Object-pointing dataset rows
--- Start ---

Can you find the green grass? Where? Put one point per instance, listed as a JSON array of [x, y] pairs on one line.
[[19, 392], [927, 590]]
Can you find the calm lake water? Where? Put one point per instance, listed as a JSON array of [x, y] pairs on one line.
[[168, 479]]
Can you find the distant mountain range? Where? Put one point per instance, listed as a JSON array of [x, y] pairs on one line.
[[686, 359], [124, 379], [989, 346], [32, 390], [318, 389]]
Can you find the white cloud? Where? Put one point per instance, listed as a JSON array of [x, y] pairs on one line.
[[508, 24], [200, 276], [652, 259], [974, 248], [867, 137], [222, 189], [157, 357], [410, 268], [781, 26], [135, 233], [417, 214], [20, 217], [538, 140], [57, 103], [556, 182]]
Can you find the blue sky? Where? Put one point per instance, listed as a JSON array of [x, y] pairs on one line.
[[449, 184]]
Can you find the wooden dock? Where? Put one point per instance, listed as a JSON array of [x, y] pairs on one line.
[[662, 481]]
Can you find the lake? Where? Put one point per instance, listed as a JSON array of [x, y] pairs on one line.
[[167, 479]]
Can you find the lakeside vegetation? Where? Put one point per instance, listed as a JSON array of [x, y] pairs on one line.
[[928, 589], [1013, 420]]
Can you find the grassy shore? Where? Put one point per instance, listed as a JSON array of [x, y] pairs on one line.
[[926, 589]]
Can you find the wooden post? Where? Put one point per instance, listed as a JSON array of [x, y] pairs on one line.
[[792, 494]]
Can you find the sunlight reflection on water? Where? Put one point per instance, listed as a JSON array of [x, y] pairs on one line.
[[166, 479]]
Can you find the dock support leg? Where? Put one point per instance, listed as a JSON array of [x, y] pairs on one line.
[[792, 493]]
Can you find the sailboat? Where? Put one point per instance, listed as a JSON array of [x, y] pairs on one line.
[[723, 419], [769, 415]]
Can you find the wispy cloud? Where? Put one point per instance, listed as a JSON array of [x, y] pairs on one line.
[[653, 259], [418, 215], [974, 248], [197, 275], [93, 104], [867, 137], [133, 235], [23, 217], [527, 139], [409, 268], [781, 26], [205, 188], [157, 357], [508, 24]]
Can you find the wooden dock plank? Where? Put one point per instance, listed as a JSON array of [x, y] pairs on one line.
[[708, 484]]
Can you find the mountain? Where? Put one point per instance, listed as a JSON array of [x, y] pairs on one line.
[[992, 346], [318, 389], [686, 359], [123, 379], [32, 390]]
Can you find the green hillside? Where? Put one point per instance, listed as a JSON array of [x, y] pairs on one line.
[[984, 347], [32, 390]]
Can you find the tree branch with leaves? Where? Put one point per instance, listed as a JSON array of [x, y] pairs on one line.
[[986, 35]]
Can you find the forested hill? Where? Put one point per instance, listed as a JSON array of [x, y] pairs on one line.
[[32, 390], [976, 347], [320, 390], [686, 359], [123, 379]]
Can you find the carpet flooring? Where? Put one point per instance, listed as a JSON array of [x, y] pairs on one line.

--- End ---

What you will do
Put every line of the records above into a Markdown table with two columns, "Row" for a running row number and "Line" for the line itself, leaving out any blank lines.

Correct output
| Row | Line |
|---|---|
| 1 | Can you find the green grass? Where? Put one point per instance, listed as a JSON array of [x, y] pairs on one line. |
| 2 | [[19, 392], [927, 590]] |
| 3 | Can you find the calm lake water? Where? Put one point per instance, listed as a JSON array of [x, y] pairs on one line. |
| 4 | [[168, 479]] |
| 5 | Can you find the distant mountain range? Where? Put one point per instance, listed as a JSON array of [x, y] pairs on one line. |
| 6 | [[686, 359], [124, 379], [989, 346], [32, 390], [318, 389]] |
| 7 | Can you find the white cloud? Where? Put one point per instance, listed as a JSON array of [x, y] pairs on one line. |
| 8 | [[508, 24], [200, 276], [652, 259], [974, 248], [867, 137], [222, 189], [157, 357], [410, 268], [781, 26], [135, 233], [417, 214], [20, 217], [538, 140], [57, 103], [556, 182]] |
| 9 | Can you find the blue sky? Where? Put one point per instance, listed as a JSON array of [x, y] pairs on one line. |
| 10 | [[449, 184]] |
| 11 | Can you find the wooden dock? Where? Put one point per instance, listed as a JSON array of [x, y] pairs on one line. |
| 12 | [[662, 481]] |
| 13 | Can you find the lake? Where? Put one point per instance, listed as a JSON array of [x, y] pairs on one line. |
| 14 | [[167, 479]] |
| 15 | Can you find the lakeside vegetation? Where? Put one point per instance, listed as a JSON array of [x, y] pairs on one line. |
| 16 | [[928, 589], [1013, 420]] |
| 17 | Can you find the grassy shore? Where? Put one point per instance, listed as a JSON array of [x, y] pairs on one line. |
| 18 | [[926, 589]] |
| 19 | Can you find the wooden post? Where? Put one point per instance, listed as a JSON array of [x, y] pairs on one line. |
| 20 | [[792, 494]] |
| 21 | Can you find the sunlight reflection on water? Where? Put one point per instance, listed as a JSON array of [x, y] pairs on one line. |
| 22 | [[166, 479]] |
| 23 | Can you find the dock support leg? Where? Put one point per instance, listed as a JSON array of [x, y] pairs on one line. |
| 24 | [[792, 493]] |
| 25 | Can you find the sailboat? Where? Put one point per instance, listed as a JSON array of [x, y] pairs on one line. |
| 26 | [[723, 419], [769, 415]] |
| 27 | Can you find the wispy cloud? Where? Put one point per instance, listed as a JSON array of [x, y] pairs on one line. |
| 28 | [[653, 259], [418, 215], [974, 248], [197, 275], [93, 104], [867, 137], [133, 235], [23, 217], [527, 139], [409, 268], [781, 26], [205, 188], [157, 357], [508, 24]] |
| 29 | Can you find the wooden dock plank? Where? Put one point per instance, listed as a JSON array of [x, y] pairs on one line. |
| 30 | [[708, 484]] |
| 31 | Can you find the mountain? Where? Put one point per instance, listed as a JSON array of [x, y] pairs on one line. |
| 32 | [[992, 346], [318, 389], [686, 359], [123, 379], [32, 390]] |
| 33 | Can you find the green hillside? Where? Put one point per instance, listed as a JSON array of [x, y] pairs on one line. |
| 34 | [[984, 347], [32, 390]] |
| 35 | Can you find the tree branch with leaves? Where? Put one point per instance, listed as a JSON array of [x, y] pairs on one line. |
| 36 | [[986, 35]] |
| 37 | Can you find the forested hill? Where? Put one point per instance, listed as a JSON array of [x, y] pairs on one line. |
| 38 | [[32, 390], [976, 347], [320, 390], [686, 359], [123, 379]] |
| 39 | Can you find the carpet flooring? Where? Put one point per instance, listed as a JSON array of [x, y] pairs on one line. |